» WHAT IS NEEDED
Retype, word for word, every line starting at the line with "the goose beak" and ending with the final line of the entries; skip the pictures.

» Location annotation dataset excerpts
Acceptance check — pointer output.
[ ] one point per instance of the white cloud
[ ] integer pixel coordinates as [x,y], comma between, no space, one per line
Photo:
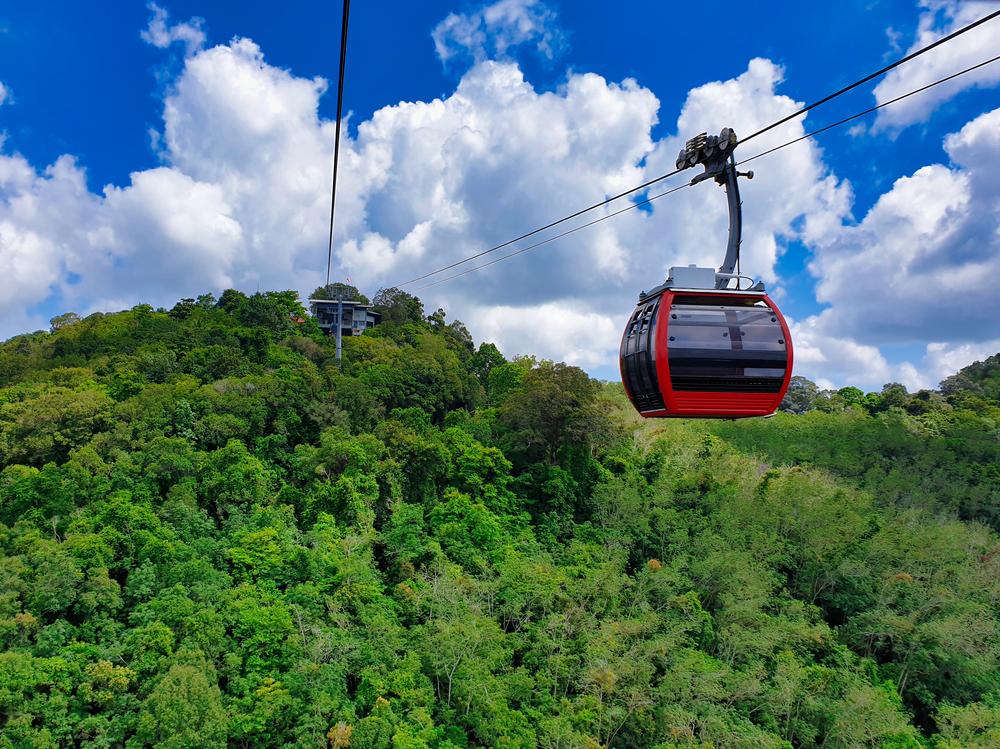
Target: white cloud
[494,31]
[242,196]
[832,362]
[922,265]
[920,268]
[161,34]
[242,200]
[543,330]
[939,18]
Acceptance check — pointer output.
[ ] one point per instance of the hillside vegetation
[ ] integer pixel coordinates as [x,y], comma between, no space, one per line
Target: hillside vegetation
[212,535]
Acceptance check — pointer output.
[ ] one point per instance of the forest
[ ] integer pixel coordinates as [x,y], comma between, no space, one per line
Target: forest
[213,534]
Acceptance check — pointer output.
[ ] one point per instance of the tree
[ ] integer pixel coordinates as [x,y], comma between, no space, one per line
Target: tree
[553,411]
[63,321]
[184,710]
[397,306]
[800,396]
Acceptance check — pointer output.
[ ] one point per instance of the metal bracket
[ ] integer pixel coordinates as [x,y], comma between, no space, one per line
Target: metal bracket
[716,154]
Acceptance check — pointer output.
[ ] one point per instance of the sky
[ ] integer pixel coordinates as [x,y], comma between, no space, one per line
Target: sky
[150,152]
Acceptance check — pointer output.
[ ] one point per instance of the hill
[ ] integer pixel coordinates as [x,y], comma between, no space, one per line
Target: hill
[213,535]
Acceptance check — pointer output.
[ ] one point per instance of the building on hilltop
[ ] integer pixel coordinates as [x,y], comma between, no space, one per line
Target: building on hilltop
[357,317]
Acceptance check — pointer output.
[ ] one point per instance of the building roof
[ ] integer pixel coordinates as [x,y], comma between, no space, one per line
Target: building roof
[354,302]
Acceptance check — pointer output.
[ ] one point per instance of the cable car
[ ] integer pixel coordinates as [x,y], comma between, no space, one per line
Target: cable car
[696,348]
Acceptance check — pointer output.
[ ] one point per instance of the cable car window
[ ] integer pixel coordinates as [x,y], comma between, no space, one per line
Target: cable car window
[727,348]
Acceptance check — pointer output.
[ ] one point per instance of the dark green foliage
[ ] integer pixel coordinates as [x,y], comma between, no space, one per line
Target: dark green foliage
[213,535]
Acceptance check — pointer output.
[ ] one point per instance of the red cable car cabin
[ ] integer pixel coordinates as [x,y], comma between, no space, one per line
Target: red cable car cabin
[706,353]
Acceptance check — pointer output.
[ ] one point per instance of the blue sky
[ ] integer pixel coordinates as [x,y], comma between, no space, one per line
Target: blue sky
[87,83]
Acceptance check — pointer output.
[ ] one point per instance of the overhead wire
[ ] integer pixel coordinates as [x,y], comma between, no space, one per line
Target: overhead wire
[876,74]
[650,199]
[871,109]
[540,229]
[644,185]
[557,236]
[336,142]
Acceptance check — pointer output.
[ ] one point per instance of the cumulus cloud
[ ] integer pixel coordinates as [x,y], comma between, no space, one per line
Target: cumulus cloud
[920,268]
[241,200]
[160,33]
[939,18]
[242,197]
[922,264]
[494,31]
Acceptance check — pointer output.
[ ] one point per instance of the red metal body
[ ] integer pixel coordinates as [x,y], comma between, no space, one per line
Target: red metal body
[719,405]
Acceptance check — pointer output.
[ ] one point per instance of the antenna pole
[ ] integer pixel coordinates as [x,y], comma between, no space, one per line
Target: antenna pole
[340,321]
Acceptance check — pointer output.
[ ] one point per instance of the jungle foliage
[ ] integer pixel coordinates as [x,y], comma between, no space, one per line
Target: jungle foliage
[212,535]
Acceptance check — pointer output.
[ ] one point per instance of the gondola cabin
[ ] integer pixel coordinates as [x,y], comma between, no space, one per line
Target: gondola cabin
[705,352]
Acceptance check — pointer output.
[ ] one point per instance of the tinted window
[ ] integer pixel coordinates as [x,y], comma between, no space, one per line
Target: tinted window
[731,348]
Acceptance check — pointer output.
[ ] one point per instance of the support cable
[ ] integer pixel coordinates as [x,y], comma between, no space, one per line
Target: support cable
[336,142]
[845,89]
[871,109]
[648,200]
[876,74]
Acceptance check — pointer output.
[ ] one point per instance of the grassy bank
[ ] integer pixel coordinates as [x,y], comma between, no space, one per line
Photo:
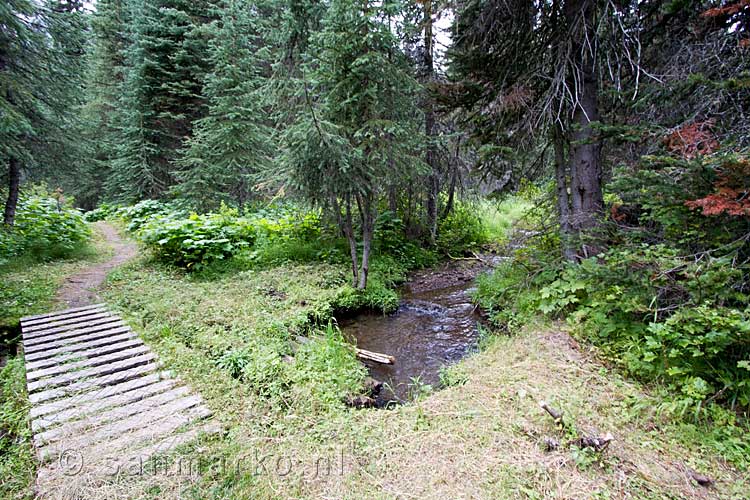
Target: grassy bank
[289,435]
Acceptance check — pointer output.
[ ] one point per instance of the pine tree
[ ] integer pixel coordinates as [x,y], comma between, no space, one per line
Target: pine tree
[104,86]
[166,66]
[41,49]
[358,133]
[232,142]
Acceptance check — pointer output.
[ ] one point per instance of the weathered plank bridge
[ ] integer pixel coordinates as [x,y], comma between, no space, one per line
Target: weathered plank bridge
[99,399]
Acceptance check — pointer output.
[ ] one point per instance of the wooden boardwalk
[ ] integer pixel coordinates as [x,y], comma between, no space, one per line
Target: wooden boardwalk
[100,404]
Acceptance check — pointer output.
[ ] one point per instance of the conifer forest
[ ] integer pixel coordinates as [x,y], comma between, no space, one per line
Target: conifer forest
[314,249]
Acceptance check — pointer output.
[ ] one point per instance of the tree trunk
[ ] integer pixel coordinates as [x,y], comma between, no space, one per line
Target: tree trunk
[365,205]
[586,199]
[433,181]
[347,228]
[14,182]
[392,200]
[563,200]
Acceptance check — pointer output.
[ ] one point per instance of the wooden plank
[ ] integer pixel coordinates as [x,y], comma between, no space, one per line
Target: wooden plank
[176,439]
[130,351]
[87,350]
[92,384]
[95,336]
[107,396]
[71,337]
[375,356]
[149,423]
[85,409]
[62,326]
[56,313]
[120,412]
[70,315]
[96,371]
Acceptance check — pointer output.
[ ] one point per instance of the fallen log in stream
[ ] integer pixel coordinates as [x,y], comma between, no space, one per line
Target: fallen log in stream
[375,356]
[363,354]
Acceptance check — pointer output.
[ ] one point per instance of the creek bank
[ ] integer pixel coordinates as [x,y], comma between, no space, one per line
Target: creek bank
[435,325]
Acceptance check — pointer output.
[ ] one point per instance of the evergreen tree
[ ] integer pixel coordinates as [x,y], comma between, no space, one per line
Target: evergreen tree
[166,65]
[104,86]
[232,142]
[359,132]
[41,49]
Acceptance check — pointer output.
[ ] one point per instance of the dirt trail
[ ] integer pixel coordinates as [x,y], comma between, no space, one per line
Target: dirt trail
[81,288]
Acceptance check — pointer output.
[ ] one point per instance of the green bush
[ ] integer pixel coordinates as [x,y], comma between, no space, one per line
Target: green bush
[102,212]
[659,316]
[144,211]
[390,239]
[322,372]
[461,231]
[44,228]
[197,240]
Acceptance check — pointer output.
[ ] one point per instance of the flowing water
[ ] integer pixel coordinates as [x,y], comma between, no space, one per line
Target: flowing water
[435,325]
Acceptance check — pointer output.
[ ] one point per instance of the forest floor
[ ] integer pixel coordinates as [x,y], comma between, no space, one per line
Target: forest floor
[482,437]
[81,288]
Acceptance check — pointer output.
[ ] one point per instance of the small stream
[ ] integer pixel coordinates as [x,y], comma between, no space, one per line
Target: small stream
[434,326]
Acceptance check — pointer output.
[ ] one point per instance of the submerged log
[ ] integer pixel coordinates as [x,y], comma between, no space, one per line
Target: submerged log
[375,356]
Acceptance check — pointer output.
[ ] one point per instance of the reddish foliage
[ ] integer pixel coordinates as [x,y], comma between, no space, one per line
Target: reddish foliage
[728,10]
[732,196]
[692,140]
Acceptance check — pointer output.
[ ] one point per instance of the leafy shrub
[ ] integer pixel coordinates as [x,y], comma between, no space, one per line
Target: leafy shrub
[144,211]
[102,212]
[45,228]
[197,240]
[461,231]
[322,373]
[659,316]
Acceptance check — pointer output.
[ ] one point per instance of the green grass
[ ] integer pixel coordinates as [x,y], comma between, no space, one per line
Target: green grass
[17,459]
[232,335]
[500,217]
[229,334]
[27,286]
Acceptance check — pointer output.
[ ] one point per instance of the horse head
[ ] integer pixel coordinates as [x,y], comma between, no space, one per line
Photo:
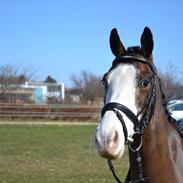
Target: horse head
[127,86]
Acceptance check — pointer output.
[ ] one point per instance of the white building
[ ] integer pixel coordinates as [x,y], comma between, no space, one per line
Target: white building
[43,91]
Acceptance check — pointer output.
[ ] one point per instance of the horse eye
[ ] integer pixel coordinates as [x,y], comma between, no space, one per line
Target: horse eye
[144,83]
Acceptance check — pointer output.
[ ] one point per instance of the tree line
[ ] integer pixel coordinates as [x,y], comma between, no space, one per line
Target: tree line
[86,85]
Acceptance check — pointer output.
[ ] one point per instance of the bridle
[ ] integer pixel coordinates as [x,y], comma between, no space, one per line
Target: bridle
[145,114]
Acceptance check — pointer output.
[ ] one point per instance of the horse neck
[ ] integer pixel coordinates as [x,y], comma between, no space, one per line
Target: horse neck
[155,147]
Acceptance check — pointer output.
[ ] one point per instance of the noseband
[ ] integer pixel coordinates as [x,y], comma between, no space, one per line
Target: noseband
[134,141]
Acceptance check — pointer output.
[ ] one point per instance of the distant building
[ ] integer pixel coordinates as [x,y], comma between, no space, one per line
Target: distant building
[44,91]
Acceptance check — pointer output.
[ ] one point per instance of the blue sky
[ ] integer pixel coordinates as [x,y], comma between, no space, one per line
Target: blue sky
[63,37]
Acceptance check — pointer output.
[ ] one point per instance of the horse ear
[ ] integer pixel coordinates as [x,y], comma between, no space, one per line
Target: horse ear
[147,42]
[116,44]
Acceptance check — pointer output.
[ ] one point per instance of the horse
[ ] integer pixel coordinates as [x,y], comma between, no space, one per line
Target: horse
[135,114]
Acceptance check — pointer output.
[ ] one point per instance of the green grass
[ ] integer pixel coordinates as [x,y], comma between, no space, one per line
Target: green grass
[52,154]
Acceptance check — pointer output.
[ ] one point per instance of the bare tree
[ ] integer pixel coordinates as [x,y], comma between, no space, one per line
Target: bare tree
[11,77]
[172,83]
[88,86]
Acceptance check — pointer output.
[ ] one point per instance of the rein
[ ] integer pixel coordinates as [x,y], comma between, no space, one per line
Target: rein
[135,140]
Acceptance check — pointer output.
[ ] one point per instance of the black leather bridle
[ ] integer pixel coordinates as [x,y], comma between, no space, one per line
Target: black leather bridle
[135,141]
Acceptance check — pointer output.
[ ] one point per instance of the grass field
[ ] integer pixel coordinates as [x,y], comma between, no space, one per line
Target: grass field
[52,154]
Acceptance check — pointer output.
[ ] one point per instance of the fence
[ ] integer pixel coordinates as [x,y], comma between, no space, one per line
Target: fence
[52,111]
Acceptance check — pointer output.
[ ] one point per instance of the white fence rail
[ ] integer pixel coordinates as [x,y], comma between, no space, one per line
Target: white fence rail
[53,111]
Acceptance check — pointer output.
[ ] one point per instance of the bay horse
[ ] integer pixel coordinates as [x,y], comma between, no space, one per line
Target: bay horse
[135,113]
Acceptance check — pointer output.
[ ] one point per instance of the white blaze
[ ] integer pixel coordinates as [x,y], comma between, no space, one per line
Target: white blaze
[121,89]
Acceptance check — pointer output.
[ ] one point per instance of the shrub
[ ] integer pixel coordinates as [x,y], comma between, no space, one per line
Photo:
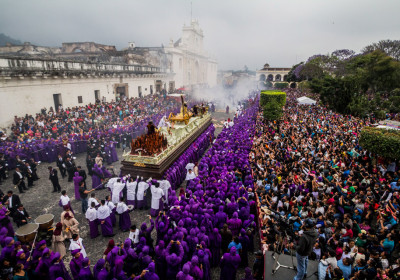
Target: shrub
[269,95]
[382,142]
[272,111]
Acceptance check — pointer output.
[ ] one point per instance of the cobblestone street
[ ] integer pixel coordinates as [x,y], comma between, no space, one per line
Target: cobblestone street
[41,200]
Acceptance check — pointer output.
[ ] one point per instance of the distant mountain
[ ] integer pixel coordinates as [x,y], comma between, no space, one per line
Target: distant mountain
[4,39]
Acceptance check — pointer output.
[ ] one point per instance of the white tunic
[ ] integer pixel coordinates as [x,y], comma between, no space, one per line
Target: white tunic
[78,245]
[115,193]
[64,200]
[131,190]
[190,175]
[110,205]
[165,185]
[111,183]
[134,236]
[103,212]
[92,199]
[121,207]
[143,186]
[91,214]
[156,195]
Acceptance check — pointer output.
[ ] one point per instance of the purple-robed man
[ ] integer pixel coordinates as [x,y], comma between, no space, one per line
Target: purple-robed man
[229,265]
[184,274]
[57,268]
[77,179]
[85,273]
[76,263]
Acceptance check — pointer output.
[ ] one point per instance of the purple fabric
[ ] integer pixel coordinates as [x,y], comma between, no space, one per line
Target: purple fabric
[94,228]
[106,227]
[124,221]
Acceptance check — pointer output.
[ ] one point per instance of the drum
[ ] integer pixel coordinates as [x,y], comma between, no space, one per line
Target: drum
[44,221]
[26,233]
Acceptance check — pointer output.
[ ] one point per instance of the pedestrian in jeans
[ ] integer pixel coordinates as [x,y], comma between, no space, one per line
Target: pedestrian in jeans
[304,248]
[83,192]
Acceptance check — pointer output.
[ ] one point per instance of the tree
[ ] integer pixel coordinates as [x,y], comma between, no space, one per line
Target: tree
[389,47]
[272,111]
[376,71]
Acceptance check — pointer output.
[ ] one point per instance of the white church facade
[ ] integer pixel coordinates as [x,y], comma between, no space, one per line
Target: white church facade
[48,77]
[191,64]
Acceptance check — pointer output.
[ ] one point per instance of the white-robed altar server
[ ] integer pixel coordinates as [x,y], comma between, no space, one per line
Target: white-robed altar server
[140,195]
[113,209]
[156,198]
[124,218]
[117,190]
[165,185]
[91,215]
[131,191]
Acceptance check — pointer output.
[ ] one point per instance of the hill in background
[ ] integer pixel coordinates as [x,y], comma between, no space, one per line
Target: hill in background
[4,39]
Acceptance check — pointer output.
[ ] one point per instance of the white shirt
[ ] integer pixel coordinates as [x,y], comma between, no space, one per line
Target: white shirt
[92,199]
[111,183]
[134,236]
[143,186]
[121,207]
[64,200]
[10,202]
[190,176]
[78,245]
[156,195]
[165,185]
[117,189]
[131,190]
[110,205]
[103,212]
[91,214]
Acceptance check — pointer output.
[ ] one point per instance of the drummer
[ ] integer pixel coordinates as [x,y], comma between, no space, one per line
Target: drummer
[70,225]
[65,201]
[38,252]
[21,217]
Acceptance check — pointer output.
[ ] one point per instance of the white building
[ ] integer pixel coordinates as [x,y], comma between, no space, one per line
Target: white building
[78,73]
[28,85]
[192,65]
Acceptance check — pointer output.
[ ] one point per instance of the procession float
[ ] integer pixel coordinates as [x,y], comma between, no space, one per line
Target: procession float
[153,152]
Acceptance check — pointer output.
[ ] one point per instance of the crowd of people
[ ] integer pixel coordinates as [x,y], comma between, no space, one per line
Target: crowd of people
[50,133]
[315,182]
[209,223]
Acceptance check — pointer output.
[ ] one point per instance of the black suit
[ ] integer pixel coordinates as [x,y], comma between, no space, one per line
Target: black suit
[29,175]
[19,217]
[70,169]
[19,182]
[15,202]
[54,180]
[83,174]
[61,167]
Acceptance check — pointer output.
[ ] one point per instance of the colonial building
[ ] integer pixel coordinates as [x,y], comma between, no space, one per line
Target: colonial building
[27,85]
[192,66]
[78,73]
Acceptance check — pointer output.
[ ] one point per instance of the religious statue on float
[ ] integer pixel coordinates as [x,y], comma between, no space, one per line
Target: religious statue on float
[183,116]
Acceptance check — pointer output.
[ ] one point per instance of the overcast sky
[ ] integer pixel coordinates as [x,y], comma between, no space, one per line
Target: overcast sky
[237,32]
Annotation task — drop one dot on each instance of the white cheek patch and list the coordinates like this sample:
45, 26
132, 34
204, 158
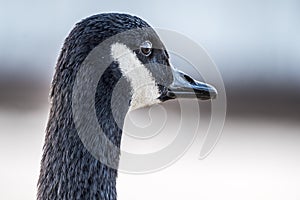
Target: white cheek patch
144, 89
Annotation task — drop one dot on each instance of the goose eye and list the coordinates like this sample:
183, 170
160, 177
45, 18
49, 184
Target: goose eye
146, 48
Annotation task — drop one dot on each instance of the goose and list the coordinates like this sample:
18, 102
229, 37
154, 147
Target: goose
68, 169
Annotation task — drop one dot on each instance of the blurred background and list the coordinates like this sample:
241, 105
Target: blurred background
256, 47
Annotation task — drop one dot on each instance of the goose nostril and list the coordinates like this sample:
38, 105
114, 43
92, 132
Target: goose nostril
189, 79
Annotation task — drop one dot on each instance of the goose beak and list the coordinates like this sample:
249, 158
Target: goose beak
184, 86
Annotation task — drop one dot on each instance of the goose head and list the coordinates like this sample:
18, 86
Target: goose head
136, 73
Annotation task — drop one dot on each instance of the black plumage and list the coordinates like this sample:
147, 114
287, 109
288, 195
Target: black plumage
68, 170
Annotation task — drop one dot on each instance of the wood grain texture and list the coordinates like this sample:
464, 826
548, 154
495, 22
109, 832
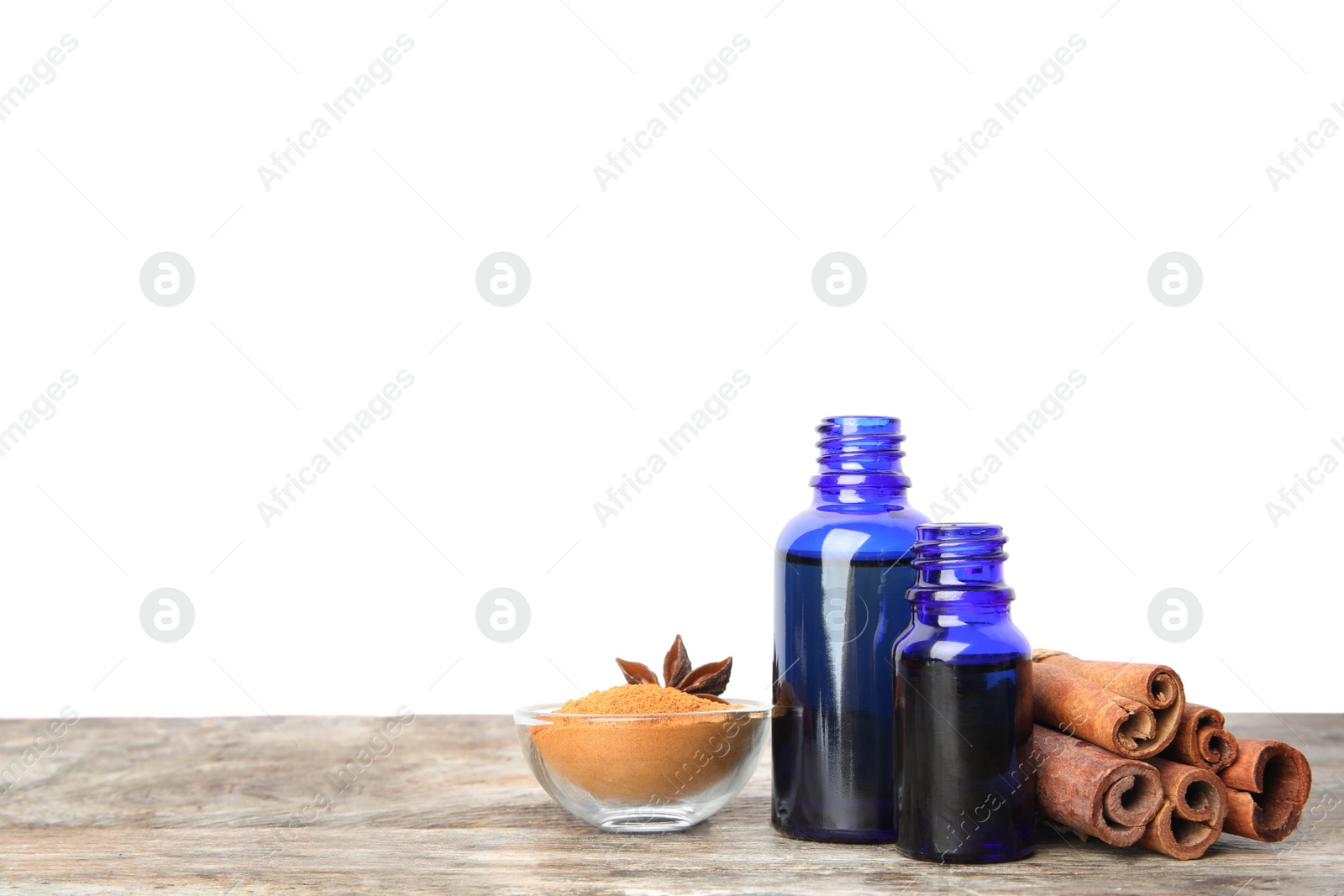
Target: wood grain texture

» SOLUTION FOR THIS TASK
Annotation task — drop one dot on each instance of the goose beak and list the coordinates like this sample:
249, 158
Target: goose beak
184, 86
Annotation task — drop one dot on each instance of the goose head and list the coordinates like this sample:
18, 86
Target: goose head
136, 73
Annotation task — drop one dot on each instance of the black plumage and list the coordinates like this sample:
147, 114
287, 109
288, 195
Target: black plumage
68, 170
Annotation task — drop one dot on each instance of the wood grain texture and list the coordinates like this sample:
464, 826
548, 154
495, 22
109, 832
Target: wood grain texture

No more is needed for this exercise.